Point-per-instance localization data:
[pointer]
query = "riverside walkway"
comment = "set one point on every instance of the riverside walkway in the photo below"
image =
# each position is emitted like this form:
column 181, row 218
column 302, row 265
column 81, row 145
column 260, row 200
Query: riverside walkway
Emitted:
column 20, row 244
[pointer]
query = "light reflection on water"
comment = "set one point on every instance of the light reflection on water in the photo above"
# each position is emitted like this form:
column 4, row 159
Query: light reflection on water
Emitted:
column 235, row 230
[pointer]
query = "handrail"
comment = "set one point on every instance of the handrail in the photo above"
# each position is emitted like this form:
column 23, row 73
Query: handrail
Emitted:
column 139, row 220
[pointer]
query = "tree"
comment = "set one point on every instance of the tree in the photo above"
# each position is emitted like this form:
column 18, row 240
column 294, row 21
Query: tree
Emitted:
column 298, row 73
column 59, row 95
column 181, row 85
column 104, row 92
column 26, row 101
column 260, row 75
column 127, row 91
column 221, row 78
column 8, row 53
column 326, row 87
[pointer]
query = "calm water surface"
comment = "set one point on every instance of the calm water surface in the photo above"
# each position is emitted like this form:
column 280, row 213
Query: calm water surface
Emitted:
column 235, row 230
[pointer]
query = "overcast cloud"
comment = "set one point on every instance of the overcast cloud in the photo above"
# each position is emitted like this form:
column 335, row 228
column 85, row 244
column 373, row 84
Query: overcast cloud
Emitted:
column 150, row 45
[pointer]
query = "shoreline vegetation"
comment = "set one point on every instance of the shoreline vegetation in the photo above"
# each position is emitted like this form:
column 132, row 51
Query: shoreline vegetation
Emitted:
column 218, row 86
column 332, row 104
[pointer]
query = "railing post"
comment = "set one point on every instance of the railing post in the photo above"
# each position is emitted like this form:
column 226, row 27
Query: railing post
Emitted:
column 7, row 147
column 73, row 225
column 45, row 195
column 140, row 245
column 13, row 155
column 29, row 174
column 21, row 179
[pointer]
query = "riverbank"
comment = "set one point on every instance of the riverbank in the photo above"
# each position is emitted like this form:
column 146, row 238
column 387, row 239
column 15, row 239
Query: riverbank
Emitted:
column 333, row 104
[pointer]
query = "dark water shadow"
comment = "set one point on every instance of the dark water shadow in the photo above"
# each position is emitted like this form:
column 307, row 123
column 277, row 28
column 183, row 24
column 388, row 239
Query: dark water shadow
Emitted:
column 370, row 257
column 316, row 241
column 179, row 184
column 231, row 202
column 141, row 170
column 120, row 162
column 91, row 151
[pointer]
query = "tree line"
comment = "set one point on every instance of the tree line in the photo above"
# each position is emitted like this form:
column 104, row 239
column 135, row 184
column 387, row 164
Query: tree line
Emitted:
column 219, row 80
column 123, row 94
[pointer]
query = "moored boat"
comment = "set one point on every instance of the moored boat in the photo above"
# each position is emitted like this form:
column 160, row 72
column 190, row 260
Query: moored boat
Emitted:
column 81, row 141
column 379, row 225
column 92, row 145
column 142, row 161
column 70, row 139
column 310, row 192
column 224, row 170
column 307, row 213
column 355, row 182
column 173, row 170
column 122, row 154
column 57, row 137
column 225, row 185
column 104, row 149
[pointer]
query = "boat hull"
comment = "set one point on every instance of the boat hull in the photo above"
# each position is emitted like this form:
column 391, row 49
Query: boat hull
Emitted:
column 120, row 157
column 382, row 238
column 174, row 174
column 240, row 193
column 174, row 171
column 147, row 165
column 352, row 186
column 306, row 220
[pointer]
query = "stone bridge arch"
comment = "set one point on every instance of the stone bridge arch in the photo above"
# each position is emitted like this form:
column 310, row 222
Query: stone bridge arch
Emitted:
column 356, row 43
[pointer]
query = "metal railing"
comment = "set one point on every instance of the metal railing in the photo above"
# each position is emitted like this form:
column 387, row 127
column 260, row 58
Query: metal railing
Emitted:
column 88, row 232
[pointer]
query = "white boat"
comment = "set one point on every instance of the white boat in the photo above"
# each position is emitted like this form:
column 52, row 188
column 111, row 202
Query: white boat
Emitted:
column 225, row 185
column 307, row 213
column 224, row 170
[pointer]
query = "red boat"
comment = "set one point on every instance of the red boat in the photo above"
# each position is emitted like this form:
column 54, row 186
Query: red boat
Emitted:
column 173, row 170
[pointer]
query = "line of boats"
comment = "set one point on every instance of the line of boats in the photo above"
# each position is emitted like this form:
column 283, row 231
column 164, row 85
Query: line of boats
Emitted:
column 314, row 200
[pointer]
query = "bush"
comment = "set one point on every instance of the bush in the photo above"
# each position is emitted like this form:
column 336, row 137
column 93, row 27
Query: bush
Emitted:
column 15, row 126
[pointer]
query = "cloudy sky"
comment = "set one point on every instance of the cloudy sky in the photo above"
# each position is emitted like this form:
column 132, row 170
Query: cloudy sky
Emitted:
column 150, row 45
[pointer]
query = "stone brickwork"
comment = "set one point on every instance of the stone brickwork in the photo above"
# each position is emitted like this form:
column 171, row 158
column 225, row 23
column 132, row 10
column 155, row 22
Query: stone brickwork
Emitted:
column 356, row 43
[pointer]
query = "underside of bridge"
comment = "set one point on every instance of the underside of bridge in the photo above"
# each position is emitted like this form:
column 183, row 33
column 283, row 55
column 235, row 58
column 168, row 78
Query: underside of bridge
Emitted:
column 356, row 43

▸ Aim of the exercise
Please retype the top of the data exactly, down to and including the line that holds "the tree in", and nothing further.

▸ Exercise response
[pointer]
query = "riverside walkway"
comment = "set one point on every instance of the riverside walkway in the photo below"
image =
# each position is emitted like this form:
column 181, row 218
column 302, row 265
column 81, row 145
column 260, row 200
Query: riverside walkway
Emitted:
column 20, row 244
[pointer]
query = "light reflection on water"
comment = "set one point on every instance of the light reflection on water in the photo above"
# each position is emitted like this form:
column 4, row 159
Query: light reflection on water
Emitted:
column 235, row 230
[pointer]
query = "handrail"
comment = "set one point on every instance of the handrail in the photo above"
# each position is emitted like this form:
column 23, row 73
Query: handrail
Emitted:
column 139, row 220
[pointer]
query = "tree"
comment = "set one point on every instance of the tree in the photo above"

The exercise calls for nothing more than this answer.